* Exercise inputs:
-- begin --
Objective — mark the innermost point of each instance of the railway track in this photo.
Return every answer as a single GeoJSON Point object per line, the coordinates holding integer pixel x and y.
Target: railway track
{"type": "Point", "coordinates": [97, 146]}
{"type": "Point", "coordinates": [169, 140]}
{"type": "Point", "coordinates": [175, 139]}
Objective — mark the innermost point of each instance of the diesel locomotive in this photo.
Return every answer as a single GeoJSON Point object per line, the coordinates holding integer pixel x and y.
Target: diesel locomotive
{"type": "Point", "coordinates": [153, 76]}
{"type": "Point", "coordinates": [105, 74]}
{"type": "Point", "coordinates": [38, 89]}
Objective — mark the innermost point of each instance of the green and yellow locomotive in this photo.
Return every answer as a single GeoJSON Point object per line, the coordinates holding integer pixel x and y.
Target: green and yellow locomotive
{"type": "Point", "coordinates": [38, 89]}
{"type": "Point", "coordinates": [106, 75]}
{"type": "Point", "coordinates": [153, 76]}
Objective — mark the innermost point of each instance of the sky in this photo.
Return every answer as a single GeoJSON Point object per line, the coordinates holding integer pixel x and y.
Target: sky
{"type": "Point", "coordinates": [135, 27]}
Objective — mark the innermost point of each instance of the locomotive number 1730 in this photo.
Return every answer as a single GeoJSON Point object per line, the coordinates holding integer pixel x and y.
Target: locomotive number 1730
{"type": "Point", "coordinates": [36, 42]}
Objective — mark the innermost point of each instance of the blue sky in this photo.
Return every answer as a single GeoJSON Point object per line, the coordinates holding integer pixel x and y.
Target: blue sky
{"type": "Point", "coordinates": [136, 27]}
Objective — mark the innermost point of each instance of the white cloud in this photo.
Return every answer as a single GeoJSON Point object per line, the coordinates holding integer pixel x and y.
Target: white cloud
-- end --
Arrange the lines above as a JSON list of strings, one string per line, leaving out any blank lines.

* Output for this task:
[
  "Objective — mark the innermost point of each instance of the railway track in this photo.",
  "Return every answer as a single GeoJSON Point object per line, the coordinates holding integer pixel x and y.",
  "Target: railway track",
  "{\"type\": \"Point\", \"coordinates\": [97, 146]}",
  "{\"type\": \"Point\", \"coordinates\": [169, 140]}",
  "{\"type\": \"Point\", \"coordinates\": [175, 139]}",
  "Objective — mark the innermost point of each instance of the diesel locomotive in this photo.",
  "Return every answer as a single GeoJSON Point object per line, the coordinates holding integer pixel x and y.",
  "Target: diesel locomotive",
  "{\"type\": \"Point\", \"coordinates\": [153, 76]}",
  "{\"type\": \"Point\", \"coordinates\": [105, 74]}",
  "{\"type\": \"Point\", \"coordinates\": [38, 89]}",
  "Objective — mark the innermost point of each instance of the green and yellow locomotive in this photo.",
  "Return every answer as a single GeoJSON Point object per line, the coordinates holding integer pixel x and y.",
  "Target: green and yellow locomotive",
  "{\"type\": \"Point\", \"coordinates\": [38, 89]}",
  "{\"type\": \"Point\", \"coordinates\": [106, 75]}",
  "{\"type\": \"Point\", \"coordinates\": [153, 76]}",
  "Objective — mark the innermost point of each instance of the sky in this photo.",
  "Return every answer as a single GeoJSON Point object per line, the coordinates holding integer pixel x and y.",
  "Target: sky",
  "{\"type\": \"Point\", \"coordinates\": [135, 27]}",
  "Objective — mark the innermost point of each instance of the locomotive number 1730 in this photo.",
  "Return every answer as a single GeoJSON Point object per line, the coordinates holding integer pixel x and y.",
  "Target: locomotive number 1730",
  "{\"type\": \"Point\", \"coordinates\": [36, 42]}",
  "Objective — mark the innermost point of each instance of the blue sky in this photo.",
  "Return every answer as a single GeoJSON Point object per line, the coordinates holding integer pixel x and y.",
  "Target: blue sky",
  "{\"type\": \"Point\", \"coordinates\": [136, 27]}",
  "Objective — mark the innermost point of each instance of the white cloud in this photo.",
  "Return every answer as a single GeoJSON Point object per line, the coordinates holding integer pixel x and y.",
  "Target: white cloud"
]